Segment Open

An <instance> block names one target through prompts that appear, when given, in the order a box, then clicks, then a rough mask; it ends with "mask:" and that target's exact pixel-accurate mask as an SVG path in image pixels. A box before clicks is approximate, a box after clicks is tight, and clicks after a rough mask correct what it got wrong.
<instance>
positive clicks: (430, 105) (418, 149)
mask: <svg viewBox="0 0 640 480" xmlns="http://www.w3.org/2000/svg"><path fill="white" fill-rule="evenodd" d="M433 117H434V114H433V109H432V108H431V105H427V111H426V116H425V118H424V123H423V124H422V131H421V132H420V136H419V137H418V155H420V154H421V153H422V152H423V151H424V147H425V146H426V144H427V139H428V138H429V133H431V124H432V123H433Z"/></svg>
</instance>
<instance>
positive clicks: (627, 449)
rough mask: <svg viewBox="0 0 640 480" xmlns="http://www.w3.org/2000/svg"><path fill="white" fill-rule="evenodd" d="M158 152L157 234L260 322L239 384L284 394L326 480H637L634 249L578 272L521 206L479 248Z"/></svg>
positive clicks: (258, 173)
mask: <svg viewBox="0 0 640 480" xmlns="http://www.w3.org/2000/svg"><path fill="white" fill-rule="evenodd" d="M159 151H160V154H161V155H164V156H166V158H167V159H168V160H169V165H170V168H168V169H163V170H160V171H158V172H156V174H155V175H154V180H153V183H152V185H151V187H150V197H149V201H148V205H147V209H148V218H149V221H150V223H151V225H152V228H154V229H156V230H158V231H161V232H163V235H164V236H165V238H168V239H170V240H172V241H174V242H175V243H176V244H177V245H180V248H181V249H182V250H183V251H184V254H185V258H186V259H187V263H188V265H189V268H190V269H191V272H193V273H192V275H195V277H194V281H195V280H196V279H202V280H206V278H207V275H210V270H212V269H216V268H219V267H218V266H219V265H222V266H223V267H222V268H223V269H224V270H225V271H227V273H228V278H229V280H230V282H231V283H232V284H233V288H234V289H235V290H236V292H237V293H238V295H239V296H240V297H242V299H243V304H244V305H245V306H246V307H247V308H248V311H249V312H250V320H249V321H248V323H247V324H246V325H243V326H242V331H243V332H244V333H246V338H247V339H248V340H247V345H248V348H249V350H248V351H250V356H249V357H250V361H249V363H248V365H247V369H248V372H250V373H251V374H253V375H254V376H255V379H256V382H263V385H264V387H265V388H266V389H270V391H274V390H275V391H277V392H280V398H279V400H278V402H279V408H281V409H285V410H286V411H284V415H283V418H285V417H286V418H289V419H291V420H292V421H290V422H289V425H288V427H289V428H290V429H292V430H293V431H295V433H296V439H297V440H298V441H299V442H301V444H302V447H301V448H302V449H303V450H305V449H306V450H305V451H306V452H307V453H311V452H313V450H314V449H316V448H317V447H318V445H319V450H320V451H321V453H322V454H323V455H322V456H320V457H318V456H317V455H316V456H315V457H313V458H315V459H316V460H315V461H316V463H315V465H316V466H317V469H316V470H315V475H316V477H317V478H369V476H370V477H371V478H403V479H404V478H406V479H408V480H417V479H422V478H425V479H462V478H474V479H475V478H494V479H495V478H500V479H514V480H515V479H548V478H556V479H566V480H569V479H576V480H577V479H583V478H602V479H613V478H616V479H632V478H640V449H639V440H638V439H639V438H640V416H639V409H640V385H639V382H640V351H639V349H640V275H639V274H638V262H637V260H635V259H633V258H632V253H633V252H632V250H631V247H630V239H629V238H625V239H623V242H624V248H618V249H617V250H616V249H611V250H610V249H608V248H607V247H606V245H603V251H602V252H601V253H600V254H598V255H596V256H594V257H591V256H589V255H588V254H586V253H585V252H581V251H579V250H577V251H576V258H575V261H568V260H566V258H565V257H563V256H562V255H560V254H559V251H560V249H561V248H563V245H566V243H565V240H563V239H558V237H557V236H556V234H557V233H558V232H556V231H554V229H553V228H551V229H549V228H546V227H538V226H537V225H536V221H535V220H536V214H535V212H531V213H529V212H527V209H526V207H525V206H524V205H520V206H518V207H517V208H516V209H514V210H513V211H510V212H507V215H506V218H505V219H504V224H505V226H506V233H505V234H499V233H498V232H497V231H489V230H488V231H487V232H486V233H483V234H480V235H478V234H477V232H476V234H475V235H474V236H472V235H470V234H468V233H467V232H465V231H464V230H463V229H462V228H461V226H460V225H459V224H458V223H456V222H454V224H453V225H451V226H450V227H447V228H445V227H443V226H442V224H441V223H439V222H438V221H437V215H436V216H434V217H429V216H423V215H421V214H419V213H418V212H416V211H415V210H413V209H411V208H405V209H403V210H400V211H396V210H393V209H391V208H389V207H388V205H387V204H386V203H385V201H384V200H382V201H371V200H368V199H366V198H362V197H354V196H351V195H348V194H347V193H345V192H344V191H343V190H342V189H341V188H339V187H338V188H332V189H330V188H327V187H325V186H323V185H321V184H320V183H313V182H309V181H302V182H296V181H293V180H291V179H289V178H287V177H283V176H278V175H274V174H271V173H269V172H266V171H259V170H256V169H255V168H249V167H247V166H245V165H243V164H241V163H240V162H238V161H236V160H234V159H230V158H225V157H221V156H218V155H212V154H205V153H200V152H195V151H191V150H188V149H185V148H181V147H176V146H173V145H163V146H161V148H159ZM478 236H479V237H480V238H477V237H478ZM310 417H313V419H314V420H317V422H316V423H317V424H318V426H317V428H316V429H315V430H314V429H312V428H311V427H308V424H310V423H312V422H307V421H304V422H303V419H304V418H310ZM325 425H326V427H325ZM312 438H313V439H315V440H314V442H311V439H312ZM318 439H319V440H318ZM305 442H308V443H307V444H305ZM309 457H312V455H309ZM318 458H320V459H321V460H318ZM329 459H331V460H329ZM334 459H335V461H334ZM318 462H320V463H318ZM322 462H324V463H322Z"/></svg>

Segment Closed

== Task statement ==
What is the number of lines in these entries that hold "rough"? Reply with the figure alone.

== Exercise solution ==
2